> _Stated task_
Continue the mailing-list exchange about the database superuser permission, starting right after its final sentence.

Andy Warner wrote:
looks good to me.
One minor comment. For the superuser permission, this may be common use
of DBMS's but I believe is not a standard SQL feature. RUBIX has no such
concept, so we would generally ignore that permission. Also, it is
unclear to me what abilities the superuser should have (in the general
sense, not necessarily within sepostgresql).
It is a request from the pgsql-hackers.
In addition, the permission is well symmetrical with root capability
on operating system.
In PostgreSQL, database users with superuser privilege are allowed
various kind of operating, such as ignoring DAC policy, ignoring
ownership of database objects, installing shared libraries and so on.
The db_database:{superuser} enables to control these capabilities.
Sounds like our DBA role. Basically, its just a different name. I agree
that the superuser is a common concept in OS's, but note that its use
is often discouraged. I'm note sure introducing it for databases is a
great idea. But, as I said before, we would just ignore it as
primarily its there to satisfy postgresql.

> _Recorded information_
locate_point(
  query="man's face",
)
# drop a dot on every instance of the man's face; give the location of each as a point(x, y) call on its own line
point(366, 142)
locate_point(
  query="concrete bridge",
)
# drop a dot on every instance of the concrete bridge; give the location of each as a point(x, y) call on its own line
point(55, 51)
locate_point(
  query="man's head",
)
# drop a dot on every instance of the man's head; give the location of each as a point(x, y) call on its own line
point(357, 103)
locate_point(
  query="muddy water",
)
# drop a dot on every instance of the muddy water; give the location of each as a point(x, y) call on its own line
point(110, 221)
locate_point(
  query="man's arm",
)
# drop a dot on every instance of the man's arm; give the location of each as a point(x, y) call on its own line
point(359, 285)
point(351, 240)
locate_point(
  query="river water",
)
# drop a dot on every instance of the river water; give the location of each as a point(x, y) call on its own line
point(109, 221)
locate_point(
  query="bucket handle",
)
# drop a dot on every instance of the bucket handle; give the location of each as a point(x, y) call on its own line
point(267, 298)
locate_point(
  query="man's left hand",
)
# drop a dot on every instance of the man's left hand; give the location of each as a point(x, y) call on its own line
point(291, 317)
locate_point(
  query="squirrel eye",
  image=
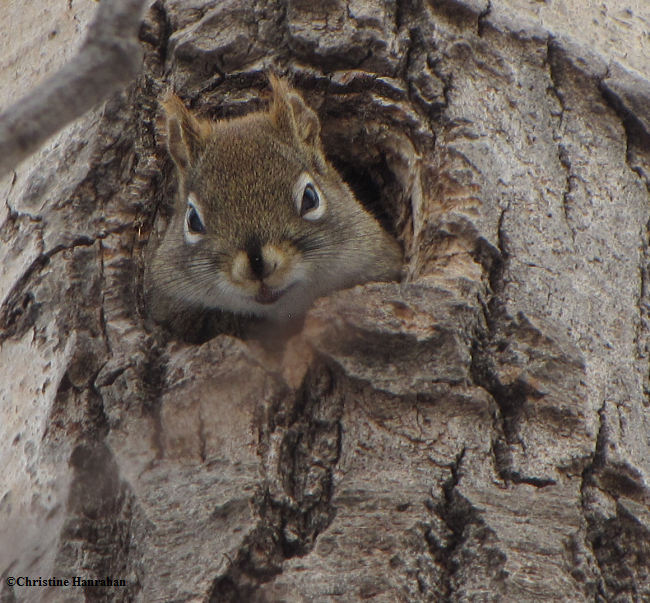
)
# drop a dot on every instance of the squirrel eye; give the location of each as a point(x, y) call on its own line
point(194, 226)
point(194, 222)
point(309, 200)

> _The answer_
RUBIX currently has four privileged "roles":
Database Administrator: DAC override
Security Administrator: MAC override, to some degree. With SELinux much
of this can be done with discrete rules.
Audit Administrator: administer audit trail and criteria
Database Operator: do the normal day-today administrative DBMS tasks,
like backup.
I am curious, if the intended use of the db_database superuser
permission would be an encapsulation of our all of our roles, excluding
the Security Administrator.
My preference is to adopt common design *as far as possible*.
If you need finer-grained privileges, please propose it as a characteristic
part for Trusted RUBIX, as if we did on db_catalog class.
Anyway, I cannot believe the pgsql-hackers accepts its design changes due
to the RUBIX's design.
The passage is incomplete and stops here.